• Görev Tanımı: Lütfen aşağıdaki satırlardan "standing" kelimesini içerenleri sayın ve yalnızca bu sayıyı yazın.

• Verilen Malzeme:
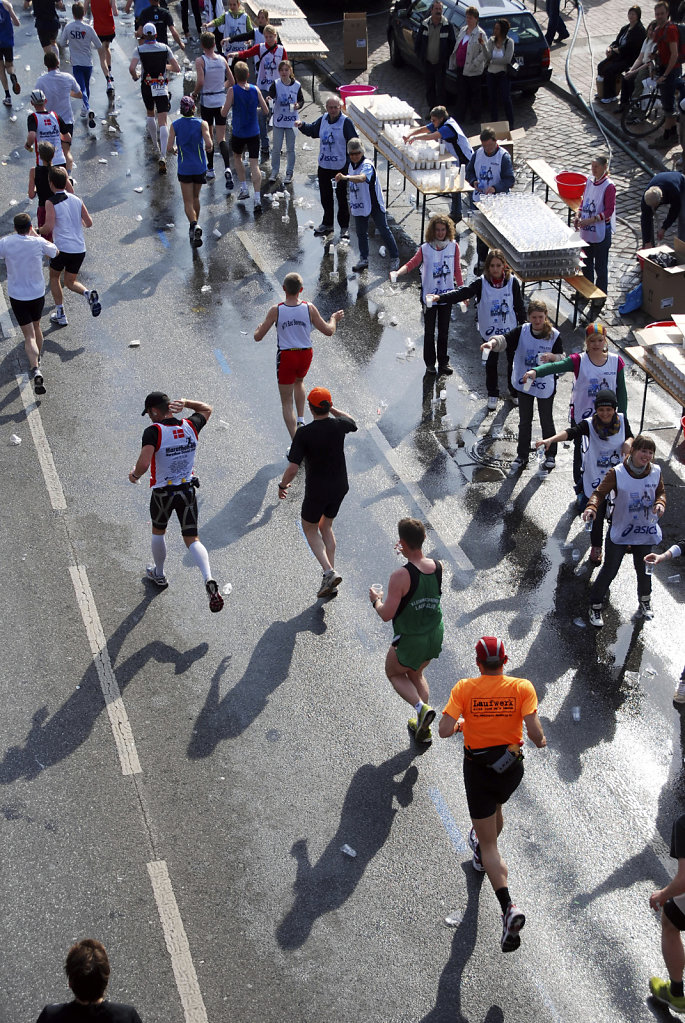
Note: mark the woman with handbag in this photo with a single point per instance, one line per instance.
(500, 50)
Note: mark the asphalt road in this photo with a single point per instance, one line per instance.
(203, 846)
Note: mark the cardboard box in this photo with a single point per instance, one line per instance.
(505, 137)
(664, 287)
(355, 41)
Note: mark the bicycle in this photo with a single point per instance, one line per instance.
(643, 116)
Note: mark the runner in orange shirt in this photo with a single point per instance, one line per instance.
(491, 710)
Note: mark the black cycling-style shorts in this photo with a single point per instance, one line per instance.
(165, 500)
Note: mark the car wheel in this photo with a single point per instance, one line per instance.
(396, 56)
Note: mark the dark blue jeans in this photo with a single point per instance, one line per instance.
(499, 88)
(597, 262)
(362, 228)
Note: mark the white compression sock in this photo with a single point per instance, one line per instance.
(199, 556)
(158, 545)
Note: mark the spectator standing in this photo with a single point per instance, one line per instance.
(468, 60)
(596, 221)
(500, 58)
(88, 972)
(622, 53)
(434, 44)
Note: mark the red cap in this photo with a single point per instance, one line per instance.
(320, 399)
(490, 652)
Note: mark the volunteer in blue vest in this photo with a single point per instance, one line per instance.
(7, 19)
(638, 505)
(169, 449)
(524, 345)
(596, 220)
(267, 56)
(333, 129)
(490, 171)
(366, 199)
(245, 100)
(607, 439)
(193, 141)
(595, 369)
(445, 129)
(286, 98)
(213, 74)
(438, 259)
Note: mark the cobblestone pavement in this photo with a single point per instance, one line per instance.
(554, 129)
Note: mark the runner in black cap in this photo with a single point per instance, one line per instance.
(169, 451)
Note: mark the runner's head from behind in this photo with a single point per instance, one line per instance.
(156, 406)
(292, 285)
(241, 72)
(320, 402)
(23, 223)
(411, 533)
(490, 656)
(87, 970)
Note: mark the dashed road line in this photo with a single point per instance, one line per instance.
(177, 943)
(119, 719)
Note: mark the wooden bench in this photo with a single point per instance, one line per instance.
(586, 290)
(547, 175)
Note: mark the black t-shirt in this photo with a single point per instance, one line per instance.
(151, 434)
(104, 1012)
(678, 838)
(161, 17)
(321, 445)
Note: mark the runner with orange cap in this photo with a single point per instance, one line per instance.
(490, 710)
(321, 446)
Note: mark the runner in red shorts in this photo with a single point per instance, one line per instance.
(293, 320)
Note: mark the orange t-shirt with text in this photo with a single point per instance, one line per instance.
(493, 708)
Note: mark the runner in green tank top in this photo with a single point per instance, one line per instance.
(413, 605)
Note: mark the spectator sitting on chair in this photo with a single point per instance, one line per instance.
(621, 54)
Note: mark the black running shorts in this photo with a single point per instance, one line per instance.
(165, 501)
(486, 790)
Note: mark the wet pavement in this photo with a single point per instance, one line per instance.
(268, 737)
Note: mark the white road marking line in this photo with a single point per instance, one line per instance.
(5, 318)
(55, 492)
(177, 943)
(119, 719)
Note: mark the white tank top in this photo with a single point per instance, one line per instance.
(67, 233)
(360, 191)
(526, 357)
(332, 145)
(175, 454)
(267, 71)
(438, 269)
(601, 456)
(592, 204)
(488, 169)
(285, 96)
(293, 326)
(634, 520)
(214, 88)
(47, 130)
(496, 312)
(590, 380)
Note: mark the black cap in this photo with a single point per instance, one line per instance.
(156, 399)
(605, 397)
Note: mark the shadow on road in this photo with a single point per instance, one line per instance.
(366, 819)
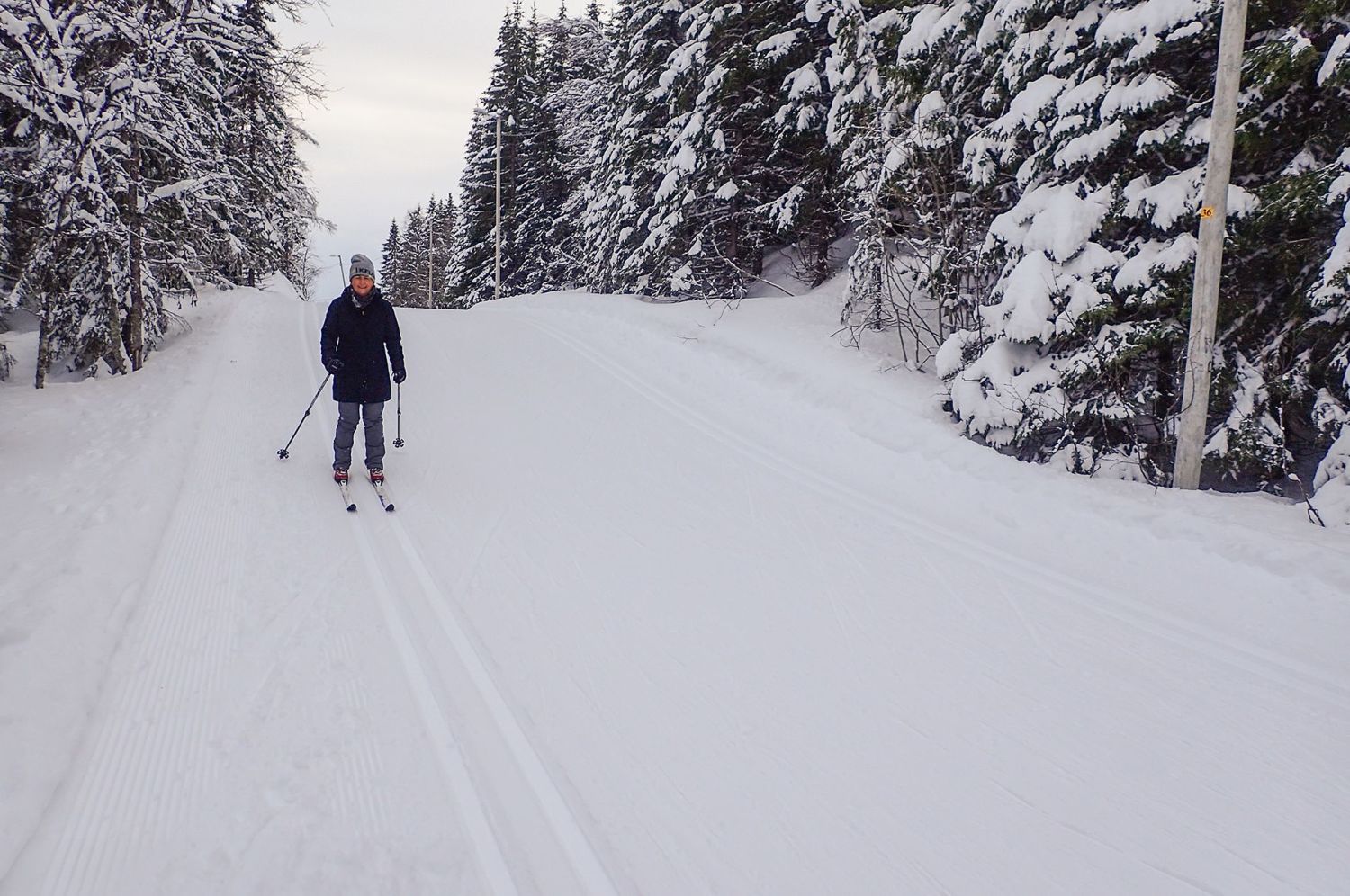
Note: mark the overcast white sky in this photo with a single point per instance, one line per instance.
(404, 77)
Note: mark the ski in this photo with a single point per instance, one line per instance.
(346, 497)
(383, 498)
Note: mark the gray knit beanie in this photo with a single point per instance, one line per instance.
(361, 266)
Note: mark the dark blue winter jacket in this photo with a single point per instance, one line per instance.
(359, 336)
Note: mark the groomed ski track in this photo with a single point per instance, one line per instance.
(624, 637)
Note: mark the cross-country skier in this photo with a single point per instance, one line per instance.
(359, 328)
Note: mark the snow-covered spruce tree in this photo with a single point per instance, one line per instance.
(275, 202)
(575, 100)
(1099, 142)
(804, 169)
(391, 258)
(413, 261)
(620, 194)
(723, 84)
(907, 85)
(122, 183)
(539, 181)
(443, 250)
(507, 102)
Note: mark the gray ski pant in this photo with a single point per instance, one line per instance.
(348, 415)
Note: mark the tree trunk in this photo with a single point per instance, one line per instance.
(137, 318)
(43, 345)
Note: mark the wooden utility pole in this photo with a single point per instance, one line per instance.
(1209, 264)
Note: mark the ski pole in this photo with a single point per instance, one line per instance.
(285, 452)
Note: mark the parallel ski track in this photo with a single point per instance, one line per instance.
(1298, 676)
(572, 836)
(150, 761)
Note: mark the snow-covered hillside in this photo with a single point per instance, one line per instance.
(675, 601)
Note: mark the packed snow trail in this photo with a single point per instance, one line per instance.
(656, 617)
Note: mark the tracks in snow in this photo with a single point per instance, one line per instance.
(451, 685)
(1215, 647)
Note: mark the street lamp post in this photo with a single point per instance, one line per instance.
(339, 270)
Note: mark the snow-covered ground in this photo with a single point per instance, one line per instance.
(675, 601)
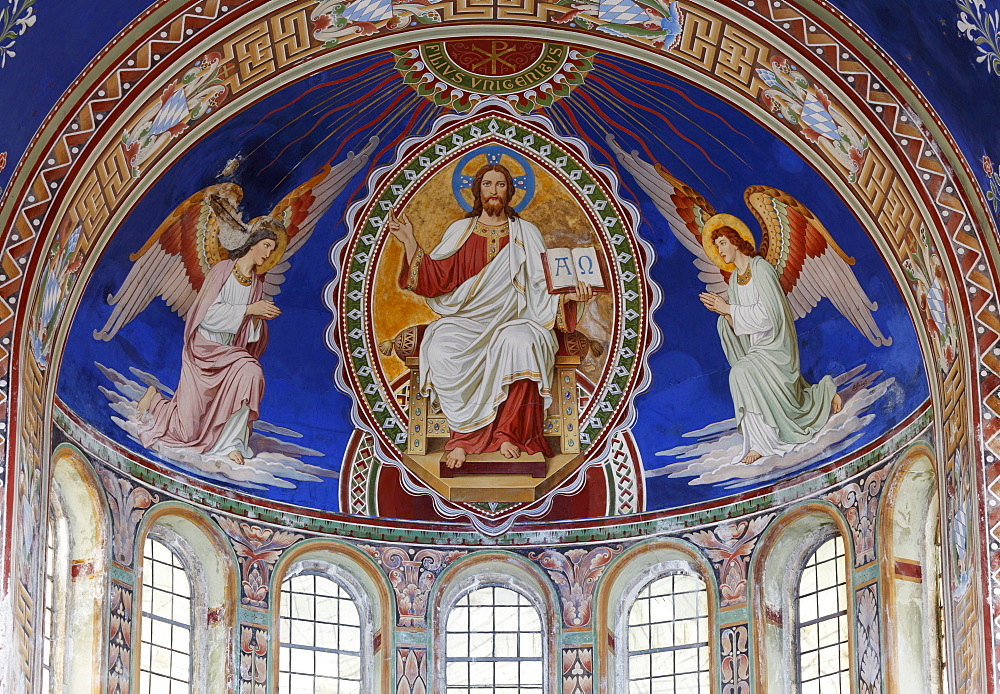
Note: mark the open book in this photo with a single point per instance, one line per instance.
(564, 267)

...

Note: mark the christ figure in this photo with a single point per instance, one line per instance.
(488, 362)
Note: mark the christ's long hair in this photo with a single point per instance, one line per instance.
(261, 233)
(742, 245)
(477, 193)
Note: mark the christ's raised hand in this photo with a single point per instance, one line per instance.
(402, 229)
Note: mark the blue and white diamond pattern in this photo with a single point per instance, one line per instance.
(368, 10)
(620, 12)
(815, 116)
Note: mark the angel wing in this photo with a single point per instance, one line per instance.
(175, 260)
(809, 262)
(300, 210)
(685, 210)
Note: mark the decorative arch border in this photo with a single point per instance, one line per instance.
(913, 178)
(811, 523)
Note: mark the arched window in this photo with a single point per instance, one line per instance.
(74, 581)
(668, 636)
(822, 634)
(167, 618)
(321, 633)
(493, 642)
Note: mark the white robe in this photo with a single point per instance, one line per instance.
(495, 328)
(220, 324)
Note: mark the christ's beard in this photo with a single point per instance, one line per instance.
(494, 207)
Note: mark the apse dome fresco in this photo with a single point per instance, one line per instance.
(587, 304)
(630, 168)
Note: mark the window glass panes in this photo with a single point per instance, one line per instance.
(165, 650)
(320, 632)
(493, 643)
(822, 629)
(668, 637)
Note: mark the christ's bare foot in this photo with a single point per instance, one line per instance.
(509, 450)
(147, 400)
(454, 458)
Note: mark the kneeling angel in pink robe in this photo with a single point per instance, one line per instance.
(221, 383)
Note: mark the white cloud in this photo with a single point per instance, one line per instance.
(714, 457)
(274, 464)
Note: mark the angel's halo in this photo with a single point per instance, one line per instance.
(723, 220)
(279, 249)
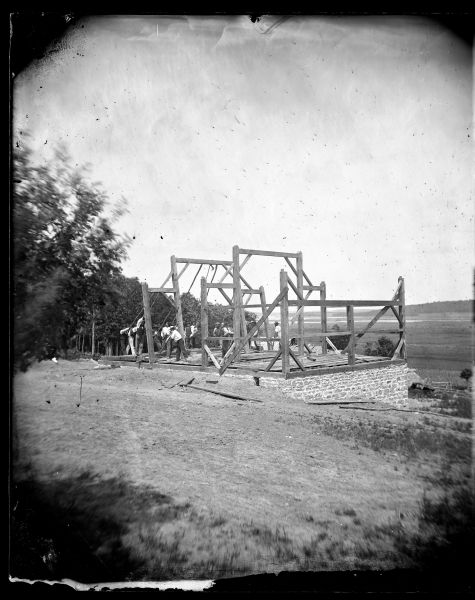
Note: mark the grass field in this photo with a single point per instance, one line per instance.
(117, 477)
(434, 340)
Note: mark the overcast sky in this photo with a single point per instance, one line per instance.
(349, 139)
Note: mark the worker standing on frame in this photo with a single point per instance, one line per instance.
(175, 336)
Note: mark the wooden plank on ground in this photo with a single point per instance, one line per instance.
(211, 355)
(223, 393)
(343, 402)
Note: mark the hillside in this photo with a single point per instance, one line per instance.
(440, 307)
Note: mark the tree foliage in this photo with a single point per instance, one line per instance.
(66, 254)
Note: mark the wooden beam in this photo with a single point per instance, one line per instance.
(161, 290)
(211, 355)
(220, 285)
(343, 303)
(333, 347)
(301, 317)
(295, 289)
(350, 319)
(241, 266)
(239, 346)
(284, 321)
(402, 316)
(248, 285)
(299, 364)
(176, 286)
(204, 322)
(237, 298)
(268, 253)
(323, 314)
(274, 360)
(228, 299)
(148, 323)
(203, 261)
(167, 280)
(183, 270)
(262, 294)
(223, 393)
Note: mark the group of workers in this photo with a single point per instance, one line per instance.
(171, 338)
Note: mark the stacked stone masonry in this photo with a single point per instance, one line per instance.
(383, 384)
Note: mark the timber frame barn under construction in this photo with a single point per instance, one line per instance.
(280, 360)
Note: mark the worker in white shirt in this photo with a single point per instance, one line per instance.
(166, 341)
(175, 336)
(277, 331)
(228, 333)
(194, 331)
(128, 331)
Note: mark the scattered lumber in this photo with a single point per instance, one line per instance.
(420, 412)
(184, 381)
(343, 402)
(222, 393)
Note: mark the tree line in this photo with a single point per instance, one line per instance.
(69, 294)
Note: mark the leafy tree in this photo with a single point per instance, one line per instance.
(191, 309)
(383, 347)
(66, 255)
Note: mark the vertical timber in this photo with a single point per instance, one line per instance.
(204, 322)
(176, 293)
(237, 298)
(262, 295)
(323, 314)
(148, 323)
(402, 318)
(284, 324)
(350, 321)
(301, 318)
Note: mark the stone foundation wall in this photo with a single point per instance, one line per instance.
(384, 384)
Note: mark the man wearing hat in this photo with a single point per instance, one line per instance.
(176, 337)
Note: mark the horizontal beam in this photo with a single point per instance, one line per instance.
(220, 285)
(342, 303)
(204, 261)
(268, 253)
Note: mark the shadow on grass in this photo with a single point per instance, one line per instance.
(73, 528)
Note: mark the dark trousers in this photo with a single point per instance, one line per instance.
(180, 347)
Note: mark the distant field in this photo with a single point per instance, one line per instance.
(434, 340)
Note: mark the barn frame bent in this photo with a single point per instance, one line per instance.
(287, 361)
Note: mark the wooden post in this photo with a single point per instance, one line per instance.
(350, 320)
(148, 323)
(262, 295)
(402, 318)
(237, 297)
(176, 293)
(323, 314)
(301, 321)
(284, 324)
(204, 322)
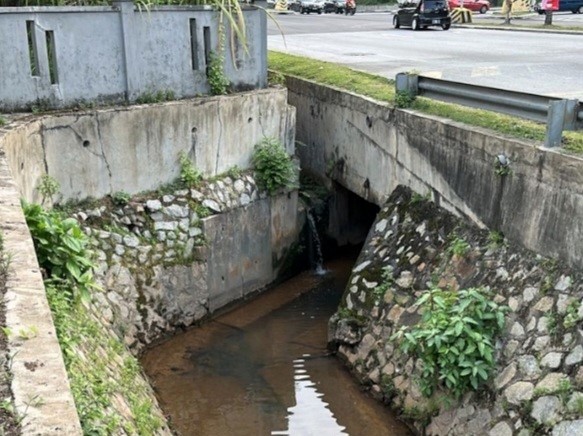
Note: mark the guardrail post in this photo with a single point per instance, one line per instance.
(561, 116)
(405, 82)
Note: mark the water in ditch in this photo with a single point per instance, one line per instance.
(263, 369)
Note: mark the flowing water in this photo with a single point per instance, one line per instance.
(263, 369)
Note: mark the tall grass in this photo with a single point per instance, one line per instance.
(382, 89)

==

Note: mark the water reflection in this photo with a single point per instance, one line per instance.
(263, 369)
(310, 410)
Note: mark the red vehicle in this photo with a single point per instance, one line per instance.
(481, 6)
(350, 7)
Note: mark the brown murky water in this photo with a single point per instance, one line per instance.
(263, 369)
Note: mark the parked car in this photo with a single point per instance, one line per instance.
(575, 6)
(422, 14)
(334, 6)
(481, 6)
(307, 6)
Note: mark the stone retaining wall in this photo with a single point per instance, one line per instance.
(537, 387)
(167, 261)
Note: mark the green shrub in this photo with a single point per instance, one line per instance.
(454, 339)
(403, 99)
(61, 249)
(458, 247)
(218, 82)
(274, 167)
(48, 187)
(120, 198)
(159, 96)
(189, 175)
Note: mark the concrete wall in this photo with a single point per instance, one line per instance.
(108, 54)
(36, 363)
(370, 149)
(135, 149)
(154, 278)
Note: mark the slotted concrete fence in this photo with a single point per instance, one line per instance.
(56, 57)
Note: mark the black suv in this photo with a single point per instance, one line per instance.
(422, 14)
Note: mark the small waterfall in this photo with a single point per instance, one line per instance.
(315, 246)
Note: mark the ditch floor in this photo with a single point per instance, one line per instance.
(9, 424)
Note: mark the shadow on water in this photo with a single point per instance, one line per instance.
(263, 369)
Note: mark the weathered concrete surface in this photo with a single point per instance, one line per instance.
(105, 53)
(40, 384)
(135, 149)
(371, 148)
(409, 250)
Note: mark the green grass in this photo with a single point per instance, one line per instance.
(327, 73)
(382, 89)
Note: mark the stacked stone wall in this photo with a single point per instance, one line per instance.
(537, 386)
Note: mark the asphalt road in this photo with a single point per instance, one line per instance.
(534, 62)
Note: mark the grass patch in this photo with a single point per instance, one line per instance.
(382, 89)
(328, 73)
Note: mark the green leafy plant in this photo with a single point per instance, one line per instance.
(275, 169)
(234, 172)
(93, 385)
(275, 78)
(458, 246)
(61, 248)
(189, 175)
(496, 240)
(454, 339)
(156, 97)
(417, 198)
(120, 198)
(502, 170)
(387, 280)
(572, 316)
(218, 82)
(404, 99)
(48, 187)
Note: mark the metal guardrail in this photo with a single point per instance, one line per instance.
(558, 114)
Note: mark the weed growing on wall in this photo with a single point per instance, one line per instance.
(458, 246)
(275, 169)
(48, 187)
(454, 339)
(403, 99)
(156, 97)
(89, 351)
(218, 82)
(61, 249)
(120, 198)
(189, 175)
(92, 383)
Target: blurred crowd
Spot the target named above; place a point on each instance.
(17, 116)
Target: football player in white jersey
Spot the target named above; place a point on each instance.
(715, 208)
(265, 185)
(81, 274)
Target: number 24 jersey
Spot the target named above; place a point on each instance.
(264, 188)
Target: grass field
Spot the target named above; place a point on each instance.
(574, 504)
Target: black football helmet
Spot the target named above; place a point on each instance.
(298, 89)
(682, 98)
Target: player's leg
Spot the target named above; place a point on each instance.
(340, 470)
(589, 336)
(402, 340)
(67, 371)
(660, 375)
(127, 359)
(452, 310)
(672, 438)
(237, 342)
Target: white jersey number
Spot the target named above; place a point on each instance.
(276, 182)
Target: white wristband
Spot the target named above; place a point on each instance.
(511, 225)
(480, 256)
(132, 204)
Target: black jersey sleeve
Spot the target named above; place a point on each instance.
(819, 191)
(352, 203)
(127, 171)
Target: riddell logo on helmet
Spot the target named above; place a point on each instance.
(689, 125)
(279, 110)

• Sonuç Aşağıda: 2